• _AIM_
Copy out the entries from the line with "Phrase: blue sky" through the end of the entries, with both ends included.

#### RECORDS FOR PROCESSING

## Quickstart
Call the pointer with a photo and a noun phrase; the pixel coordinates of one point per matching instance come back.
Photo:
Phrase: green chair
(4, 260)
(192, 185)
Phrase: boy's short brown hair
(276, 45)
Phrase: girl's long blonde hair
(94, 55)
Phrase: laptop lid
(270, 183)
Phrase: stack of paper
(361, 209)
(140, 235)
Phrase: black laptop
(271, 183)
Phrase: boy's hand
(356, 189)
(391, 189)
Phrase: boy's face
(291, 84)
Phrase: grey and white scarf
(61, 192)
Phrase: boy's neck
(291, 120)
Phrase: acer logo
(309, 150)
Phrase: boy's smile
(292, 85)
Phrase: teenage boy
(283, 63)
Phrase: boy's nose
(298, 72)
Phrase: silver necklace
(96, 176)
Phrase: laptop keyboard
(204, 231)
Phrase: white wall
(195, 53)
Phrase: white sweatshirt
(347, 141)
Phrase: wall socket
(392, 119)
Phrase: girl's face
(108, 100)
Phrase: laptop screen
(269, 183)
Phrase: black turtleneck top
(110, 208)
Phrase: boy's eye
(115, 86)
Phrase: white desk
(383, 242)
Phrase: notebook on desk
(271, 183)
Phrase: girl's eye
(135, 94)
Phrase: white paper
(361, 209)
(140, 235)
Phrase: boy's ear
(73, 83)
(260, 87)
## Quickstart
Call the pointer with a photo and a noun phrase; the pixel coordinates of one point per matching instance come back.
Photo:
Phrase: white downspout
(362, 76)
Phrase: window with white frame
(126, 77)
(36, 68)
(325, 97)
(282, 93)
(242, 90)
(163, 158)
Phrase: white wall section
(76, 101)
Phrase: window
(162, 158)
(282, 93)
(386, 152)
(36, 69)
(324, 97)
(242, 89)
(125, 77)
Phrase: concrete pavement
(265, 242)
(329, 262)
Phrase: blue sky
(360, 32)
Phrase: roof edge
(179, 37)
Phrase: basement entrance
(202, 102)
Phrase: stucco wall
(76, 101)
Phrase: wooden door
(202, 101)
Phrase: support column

########

• _EXERCISE RESULT_
Phrase: blue sky
(360, 32)
Phrase: roof edge
(179, 37)
Phrase: basement entrance
(202, 102)
Phrase: stucco wall
(76, 101)
Phrase: wooden door
(202, 101)
Phrase: support column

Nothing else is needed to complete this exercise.